Phrase grounding data:
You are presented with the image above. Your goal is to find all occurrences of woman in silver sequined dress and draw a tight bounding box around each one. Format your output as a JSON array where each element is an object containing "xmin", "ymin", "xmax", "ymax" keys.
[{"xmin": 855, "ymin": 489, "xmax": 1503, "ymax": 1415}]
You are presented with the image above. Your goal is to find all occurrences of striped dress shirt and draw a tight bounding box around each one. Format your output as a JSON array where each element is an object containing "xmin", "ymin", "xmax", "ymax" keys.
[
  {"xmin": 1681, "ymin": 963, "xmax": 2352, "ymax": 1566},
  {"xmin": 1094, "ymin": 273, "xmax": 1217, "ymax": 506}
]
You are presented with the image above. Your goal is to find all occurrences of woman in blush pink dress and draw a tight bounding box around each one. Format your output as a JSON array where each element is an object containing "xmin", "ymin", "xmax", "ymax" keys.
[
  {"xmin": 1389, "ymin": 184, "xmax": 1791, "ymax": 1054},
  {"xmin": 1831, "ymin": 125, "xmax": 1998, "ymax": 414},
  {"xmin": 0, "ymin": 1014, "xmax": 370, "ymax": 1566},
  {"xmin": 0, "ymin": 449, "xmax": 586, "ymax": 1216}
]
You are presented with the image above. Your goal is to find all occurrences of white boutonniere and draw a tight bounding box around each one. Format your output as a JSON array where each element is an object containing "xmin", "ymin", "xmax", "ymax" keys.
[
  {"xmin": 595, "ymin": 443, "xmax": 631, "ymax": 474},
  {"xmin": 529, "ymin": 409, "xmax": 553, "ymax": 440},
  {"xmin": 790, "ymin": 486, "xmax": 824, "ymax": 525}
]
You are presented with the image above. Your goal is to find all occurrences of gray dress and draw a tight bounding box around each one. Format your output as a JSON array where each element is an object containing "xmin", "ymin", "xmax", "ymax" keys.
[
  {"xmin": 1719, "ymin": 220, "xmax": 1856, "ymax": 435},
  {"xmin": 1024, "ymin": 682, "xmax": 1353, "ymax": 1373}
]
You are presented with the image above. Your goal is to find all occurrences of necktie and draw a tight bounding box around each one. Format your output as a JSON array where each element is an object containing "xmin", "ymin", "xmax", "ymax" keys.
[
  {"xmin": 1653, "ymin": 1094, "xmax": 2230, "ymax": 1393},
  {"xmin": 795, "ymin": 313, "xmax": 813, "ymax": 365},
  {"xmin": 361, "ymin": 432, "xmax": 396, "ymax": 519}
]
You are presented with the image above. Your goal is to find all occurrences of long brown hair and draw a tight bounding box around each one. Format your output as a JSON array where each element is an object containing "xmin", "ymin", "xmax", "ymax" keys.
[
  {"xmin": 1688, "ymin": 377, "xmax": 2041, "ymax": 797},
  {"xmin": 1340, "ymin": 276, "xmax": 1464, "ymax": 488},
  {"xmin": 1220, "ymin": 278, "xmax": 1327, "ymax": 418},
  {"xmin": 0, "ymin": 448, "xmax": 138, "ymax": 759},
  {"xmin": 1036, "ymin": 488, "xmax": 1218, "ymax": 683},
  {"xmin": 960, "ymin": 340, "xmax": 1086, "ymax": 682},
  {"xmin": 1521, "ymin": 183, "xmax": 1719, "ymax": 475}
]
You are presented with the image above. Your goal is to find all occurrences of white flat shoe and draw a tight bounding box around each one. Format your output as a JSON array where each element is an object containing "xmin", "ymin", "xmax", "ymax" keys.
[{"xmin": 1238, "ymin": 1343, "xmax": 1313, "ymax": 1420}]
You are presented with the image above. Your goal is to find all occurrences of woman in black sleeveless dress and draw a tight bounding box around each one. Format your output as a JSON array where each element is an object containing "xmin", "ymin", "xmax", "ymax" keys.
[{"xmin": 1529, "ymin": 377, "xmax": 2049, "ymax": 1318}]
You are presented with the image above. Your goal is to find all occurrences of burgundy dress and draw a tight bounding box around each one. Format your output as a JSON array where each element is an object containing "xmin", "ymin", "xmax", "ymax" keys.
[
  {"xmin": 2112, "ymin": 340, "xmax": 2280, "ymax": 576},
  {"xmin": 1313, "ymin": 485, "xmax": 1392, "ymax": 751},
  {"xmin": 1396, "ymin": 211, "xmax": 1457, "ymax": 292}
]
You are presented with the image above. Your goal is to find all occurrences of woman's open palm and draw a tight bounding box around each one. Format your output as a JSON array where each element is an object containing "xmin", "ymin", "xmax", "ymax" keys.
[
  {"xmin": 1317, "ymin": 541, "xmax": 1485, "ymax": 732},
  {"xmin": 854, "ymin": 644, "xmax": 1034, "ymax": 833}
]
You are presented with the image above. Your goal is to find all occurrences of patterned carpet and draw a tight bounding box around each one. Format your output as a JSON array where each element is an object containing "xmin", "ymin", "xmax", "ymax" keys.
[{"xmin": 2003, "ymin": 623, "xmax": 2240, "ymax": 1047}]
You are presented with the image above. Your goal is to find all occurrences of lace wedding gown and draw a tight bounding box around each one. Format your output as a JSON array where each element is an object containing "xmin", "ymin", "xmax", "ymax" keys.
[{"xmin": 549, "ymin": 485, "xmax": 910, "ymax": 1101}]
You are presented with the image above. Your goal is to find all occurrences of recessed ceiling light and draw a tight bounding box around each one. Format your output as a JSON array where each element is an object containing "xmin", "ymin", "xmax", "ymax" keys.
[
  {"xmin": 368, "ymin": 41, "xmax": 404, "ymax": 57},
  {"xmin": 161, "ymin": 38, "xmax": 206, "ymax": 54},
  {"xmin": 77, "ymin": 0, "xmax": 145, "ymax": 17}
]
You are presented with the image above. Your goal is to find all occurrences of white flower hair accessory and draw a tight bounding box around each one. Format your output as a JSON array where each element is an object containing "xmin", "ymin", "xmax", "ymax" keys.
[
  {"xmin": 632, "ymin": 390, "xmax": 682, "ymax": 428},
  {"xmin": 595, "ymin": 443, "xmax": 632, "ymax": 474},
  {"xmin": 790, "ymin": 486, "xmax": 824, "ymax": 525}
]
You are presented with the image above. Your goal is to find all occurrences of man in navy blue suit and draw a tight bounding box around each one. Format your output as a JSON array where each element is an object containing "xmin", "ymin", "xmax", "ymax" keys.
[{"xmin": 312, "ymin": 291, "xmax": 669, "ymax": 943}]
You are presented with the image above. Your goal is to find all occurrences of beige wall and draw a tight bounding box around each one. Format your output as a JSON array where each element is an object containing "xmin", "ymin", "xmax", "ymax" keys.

Requirement: Each record above has to be set down again, word for word.

Task answer:
You are presented with the image above. Your goal is to find all occurrences of woman in silver sequined dress and draw a tight bounding box around each one. Format your output as a JSON array where each element is an object containing "xmin", "ymin", "xmax", "ymax" keys.
[{"xmin": 855, "ymin": 489, "xmax": 1503, "ymax": 1415}]
You are presented with the image above. Your goal is to find all occurrences of striped dress shirt and draw a tight bounding box around each one. Format your output as a JSON array where each element is an object containing "xmin", "ymin", "xmax", "ymax" keys.
[
  {"xmin": 1681, "ymin": 963, "xmax": 2352, "ymax": 1566},
  {"xmin": 1094, "ymin": 273, "xmax": 1217, "ymax": 506}
]
You are presented with the image above. Your goal is to find all occurrences of woman in blush pink dress and draw a tight bounding box around each one. Format your output as a JSON array where each element is an object containing "xmin", "ymin", "xmax", "ymax" keys.
[
  {"xmin": 1389, "ymin": 184, "xmax": 1791, "ymax": 1054},
  {"xmin": 1831, "ymin": 125, "xmax": 1998, "ymax": 414},
  {"xmin": 0, "ymin": 1014, "xmax": 370, "ymax": 1566},
  {"xmin": 0, "ymin": 449, "xmax": 586, "ymax": 1216}
]
You are presented with the image above. Your goal is to find all occurrences of white boutonniere and draw a tight bounding box around each one. Format your output as a JSON array where each element is an object containing "xmin", "ymin", "xmax", "ymax" keys.
[
  {"xmin": 595, "ymin": 443, "xmax": 631, "ymax": 474},
  {"xmin": 529, "ymin": 409, "xmax": 553, "ymax": 440},
  {"xmin": 790, "ymin": 486, "xmax": 824, "ymax": 525}
]
You are presented with the image above. Your goal is to find all occurrences of gray dress and draw a tight bounding box around each one. Format your output as a JSON array where each element is an object containing "xmin", "ymin", "xmax", "ymax" keys.
[
  {"xmin": 1719, "ymin": 220, "xmax": 1856, "ymax": 435},
  {"xmin": 1024, "ymin": 682, "xmax": 1353, "ymax": 1373}
]
You are presented with the image above. Your goal is to find all occurrences of necktie and draw a tight bounding box around each one. Format your output as a JSON array where each element is an object containing "xmin", "ymin", "xmax", "ymax" keys.
[
  {"xmin": 1653, "ymin": 1094, "xmax": 2230, "ymax": 1393},
  {"xmin": 795, "ymin": 313, "xmax": 813, "ymax": 365},
  {"xmin": 361, "ymin": 432, "xmax": 396, "ymax": 519}
]
You are presented with the image above. Your goal is to find all occurrences of long brown hair and draw a tight bounding box around each one. Format your output as a JSON array where each element is an object containing "xmin", "ymin", "xmax", "ymax" keys.
[
  {"xmin": 1688, "ymin": 377, "xmax": 2041, "ymax": 797},
  {"xmin": 1340, "ymin": 276, "xmax": 1464, "ymax": 488},
  {"xmin": 1220, "ymin": 278, "xmax": 1327, "ymax": 418},
  {"xmin": 0, "ymin": 448, "xmax": 138, "ymax": 759},
  {"xmin": 1036, "ymin": 488, "xmax": 1218, "ymax": 683},
  {"xmin": 960, "ymin": 340, "xmax": 1086, "ymax": 682},
  {"xmin": 1521, "ymin": 183, "xmax": 1719, "ymax": 475}
]
You are presented with the image above. Your goal is to find all occurrences of white flat shoe and draw a tight bounding box around each one. Format your output as a JSON array where each element is an object containing "xmin", "ymin", "xmax", "ymax" keys.
[{"xmin": 1238, "ymin": 1343, "xmax": 1313, "ymax": 1420}]
You are presented with the image above. Your goal is to find all occurrences of woman in black sleeveless dress and draw a tight bounding box around each one. Format your output as a JSON array where each element is an object containing "xmin", "ymin", "xmax", "ymax" keys.
[{"xmin": 1529, "ymin": 377, "xmax": 2049, "ymax": 1318}]
You are presented with the image above. Your goal is to find all occurrences of burgundy dress and draw a tight bounding box around each one. Format your output as a JSON array where each element is an object containing "xmin", "ymin", "xmax", "ymax" keys.
[
  {"xmin": 2112, "ymin": 340, "xmax": 2280, "ymax": 576},
  {"xmin": 1313, "ymin": 485, "xmax": 1392, "ymax": 751},
  {"xmin": 1396, "ymin": 211, "xmax": 1457, "ymax": 292}
]
You are presented with the image above. Your goal is to find all occurrences of woman's open palm and draw a tight bounding box around each one. Format your output as a JSON array where each element is an object containing "xmin", "ymin", "xmax", "ymax" keys.
[
  {"xmin": 1317, "ymin": 541, "xmax": 1485, "ymax": 732},
  {"xmin": 854, "ymin": 644, "xmax": 1034, "ymax": 833}
]
You are presented with the image above. Your goal is to find all occurrences of patterned carpet and draw a tight bounding box around each one. Format your output as a JSON array where each element is an object containing "xmin", "ymin", "xmax", "ymax" keys.
[{"xmin": 2003, "ymin": 623, "xmax": 2240, "ymax": 1047}]
You are presented with the image above. Your goal is to find all occurrences of lace wedding gown and draw a tight bounding box around each one. Format your output as a JSON array where each element is an object containing "xmin", "ymin", "xmax", "ymax" keys.
[{"xmin": 549, "ymin": 485, "xmax": 910, "ymax": 1101}]
You are presented with the image above. Your goal is to find all occurrences of recessed ceiling light and draw a tight bounding box around each one. Format your output as a JSON array where each element is an object containing "xmin", "ymin", "xmax", "ymax" keys.
[
  {"xmin": 368, "ymin": 41, "xmax": 404, "ymax": 57},
  {"xmin": 161, "ymin": 38, "xmax": 206, "ymax": 54},
  {"xmin": 77, "ymin": 0, "xmax": 145, "ymax": 17}
]
You are presented with the image above. Your goal is to find all occurrences of white flower hair accessory and draw a tight bounding box around each one. Format your output as a JSON array where each element is an object containing "xmin", "ymin", "xmax", "ymax" keys.
[
  {"xmin": 632, "ymin": 390, "xmax": 682, "ymax": 428},
  {"xmin": 595, "ymin": 443, "xmax": 632, "ymax": 474},
  {"xmin": 790, "ymin": 486, "xmax": 824, "ymax": 525}
]
You are presented with the image above. Your goal is to find all occurrences of man in navy blue suit and draw a tight bounding box around each one. Format your output as a JSON array where each element is an object containing "xmin", "ymin", "xmax", "ymax" keys.
[{"xmin": 312, "ymin": 291, "xmax": 669, "ymax": 943}]
You are presented with the image above. Your goal is to find all occurrences of beige wall and draw a tight bounding box around each one. Format your output as a JSON array where each element is an object containing "xmin", "ymin", "xmax", "ymax" keys.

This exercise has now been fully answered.